____ Data in this exercise
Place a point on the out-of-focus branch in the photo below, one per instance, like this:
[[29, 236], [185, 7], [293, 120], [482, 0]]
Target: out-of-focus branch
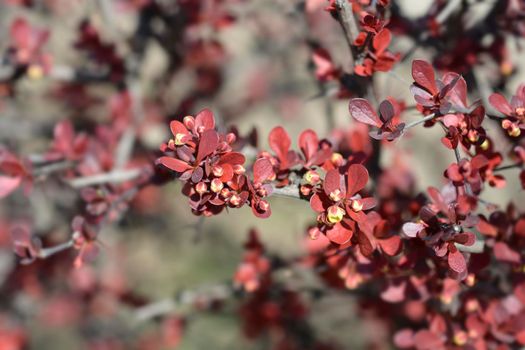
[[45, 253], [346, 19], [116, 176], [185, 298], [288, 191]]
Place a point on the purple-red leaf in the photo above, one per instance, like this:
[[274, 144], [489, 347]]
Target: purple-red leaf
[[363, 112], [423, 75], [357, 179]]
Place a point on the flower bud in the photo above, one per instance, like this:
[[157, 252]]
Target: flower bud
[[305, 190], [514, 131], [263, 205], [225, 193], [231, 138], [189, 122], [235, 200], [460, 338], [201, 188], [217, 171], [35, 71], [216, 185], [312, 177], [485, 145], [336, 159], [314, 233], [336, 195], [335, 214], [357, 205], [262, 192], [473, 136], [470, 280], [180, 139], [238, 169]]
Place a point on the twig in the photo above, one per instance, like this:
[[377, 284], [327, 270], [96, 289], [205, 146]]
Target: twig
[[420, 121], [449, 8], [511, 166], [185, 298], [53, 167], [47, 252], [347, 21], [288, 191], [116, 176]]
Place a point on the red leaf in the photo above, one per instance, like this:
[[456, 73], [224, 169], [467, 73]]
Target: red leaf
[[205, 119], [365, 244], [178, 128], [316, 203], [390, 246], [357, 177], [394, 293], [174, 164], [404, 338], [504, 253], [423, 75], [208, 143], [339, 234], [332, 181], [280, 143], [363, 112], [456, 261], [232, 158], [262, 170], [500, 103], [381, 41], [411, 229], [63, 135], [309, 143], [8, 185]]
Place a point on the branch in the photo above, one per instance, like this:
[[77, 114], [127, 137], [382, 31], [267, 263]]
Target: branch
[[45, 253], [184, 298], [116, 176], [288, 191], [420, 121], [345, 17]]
________
* Task instructions *
Can you set out all of the data above as a JSON list of strings, with one string per line, no blank lines, and the pictures left out?

* Solution for this task *
[
  "Place a point on the out-of-focus branch in the photo below, one per instance, like this:",
  "[[29, 236], [185, 7], [293, 120], [482, 0]]",
  "Target: out-of-focus branch",
  "[[45, 253], [346, 19], [116, 176], [185, 298], [288, 191]]",
  "Place a point on the purple-red leaf in the photo above, one per instance, like this:",
  "[[274, 144], [489, 347]]",
  "Target: purple-red leaf",
  "[[363, 112], [423, 75], [357, 179]]",
  "Place a point on the flower bud in the photo above, one per instance, like this:",
  "[[157, 252]]",
  "Target: flower bud",
  "[[305, 190], [514, 131], [263, 205], [225, 193], [231, 138], [189, 122], [235, 200], [460, 338], [201, 188], [217, 171], [35, 71], [216, 185], [312, 177], [485, 145], [336, 159], [314, 233], [336, 195], [335, 214], [357, 205], [262, 192], [473, 136], [470, 280], [180, 139], [238, 169]]",
  "Place a point on the twig in the photo above, one per instance, like this:",
  "[[377, 284], [327, 270], [96, 289], [205, 146]]",
  "Target: twig",
  "[[420, 121], [449, 8], [511, 166], [185, 298], [53, 167], [47, 252], [347, 21], [288, 191], [116, 176]]",
  "Place a point on the red leaf in the photo above, one per instance, like this:",
  "[[456, 73], [224, 169], [467, 73]]",
  "Target: red leaf",
  "[[205, 119], [365, 244], [178, 128], [316, 203], [390, 246], [357, 177], [394, 293], [174, 164], [404, 338], [504, 253], [423, 75], [208, 143], [339, 234], [332, 181], [280, 143], [363, 112], [456, 261], [232, 158], [262, 170], [500, 103], [381, 41], [411, 229], [63, 135], [309, 143], [8, 185]]",
  "Place a point on the branch in the photo above, one per instance, like this:",
  "[[77, 114], [127, 137], [382, 31], [267, 263]]",
  "Target: branch",
  "[[45, 253], [184, 298], [116, 176], [288, 191], [420, 121], [345, 17]]"
]